EXERCISE = Produce a word-for-word copy of the data that follows, excluding images.

::: EXERCISE INPUT :::

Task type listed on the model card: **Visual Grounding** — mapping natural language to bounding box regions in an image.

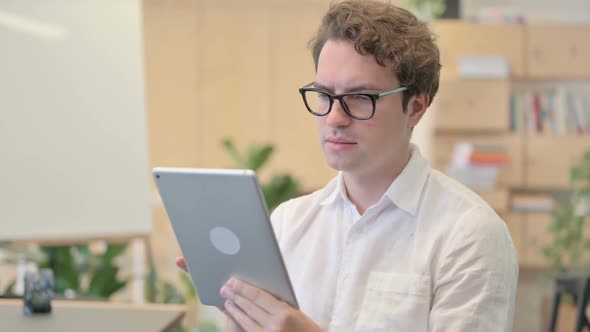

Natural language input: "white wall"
[0,1,151,241]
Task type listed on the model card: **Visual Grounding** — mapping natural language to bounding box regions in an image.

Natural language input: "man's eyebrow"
[312,82,383,93]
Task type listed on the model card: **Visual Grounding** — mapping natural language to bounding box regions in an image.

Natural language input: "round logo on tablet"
[209,227,241,255]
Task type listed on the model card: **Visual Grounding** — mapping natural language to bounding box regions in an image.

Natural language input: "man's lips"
[326,137,356,144]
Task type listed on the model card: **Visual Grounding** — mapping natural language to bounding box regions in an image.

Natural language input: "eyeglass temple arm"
[378,86,408,97]
[302,83,407,97]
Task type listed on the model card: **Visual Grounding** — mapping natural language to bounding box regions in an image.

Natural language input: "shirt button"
[350,226,362,238]
[342,275,349,286]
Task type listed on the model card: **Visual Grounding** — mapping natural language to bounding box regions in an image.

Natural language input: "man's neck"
[343,149,412,215]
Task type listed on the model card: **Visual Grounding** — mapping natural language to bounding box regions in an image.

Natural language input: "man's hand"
[220,277,321,332]
[176,256,245,332]
[176,256,321,332]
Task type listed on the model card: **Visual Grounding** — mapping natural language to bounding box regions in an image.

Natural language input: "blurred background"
[1,0,590,331]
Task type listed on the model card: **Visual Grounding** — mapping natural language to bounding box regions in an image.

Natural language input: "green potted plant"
[543,150,590,272]
[220,138,301,212]
[2,242,129,300]
[541,150,590,331]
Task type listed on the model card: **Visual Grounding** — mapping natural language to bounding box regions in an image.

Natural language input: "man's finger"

:::

SOLVED EXERCISE =
Task type listed on the model card: **Visual Grounding** — mapping natural language to bounding box regions in an image.


Natural language input: "white wall"
[0,1,151,241]
Task type listed on the model card: **Visual Grounding** — mapping natural language to bounding box regions in an image.

Natural language input: "man's eyebrow"
[312,82,383,93]
Task type listed on the model card: **Visual Grounding** — mapping natural language to bounding box regions in an image.

Natural language input: "round logo on tablet"
[209,227,241,255]
Task type listed on the model card: **Visual Grounding** — mapping natural language to bounding box regions in an image.

Natural language input: "man's lips"
[326,137,356,144]
Task type listed on the model card: **Visual Grounding** — mapping natural language to bounding box regions in an image.

Natural language input: "eyeglass temple arm"
[378,86,408,97]
[302,83,407,97]
Task type listed on the model card: **Visual Grounding** — mapping natural language to bounding box regions in an image.

Natural language input: "shirt button"
[350,226,362,238]
[342,275,349,286]
Task type listed on the model card: **Visual Grounding** — mapping natural language to bounding box regions in an image.

Natural language input: "man's neck"
[343,149,412,215]
Task type listed on the model card: **Visual Grounding** — mapping natural language to bounding box regions in an image.

Natural language input: "man's hand"
[220,277,321,332]
[176,256,245,332]
[176,256,321,332]
Task type listed on the model card: **Visual Grounding** — mapping natural language to bounding box regions in an image.

Natural language input: "blurred background"
[1,0,590,331]
Task type listed on the model card: **Visual Grounding** — mapping natural language to bounding box regions in an image.

Natural language input: "green potted plant"
[543,150,590,272]
[220,138,301,212]
[2,242,129,300]
[541,150,590,331]
Task type listed on the model card: **Visual Grounding** — mapping natural language to bounding box regions in an image.

Natural language input: "man's finger"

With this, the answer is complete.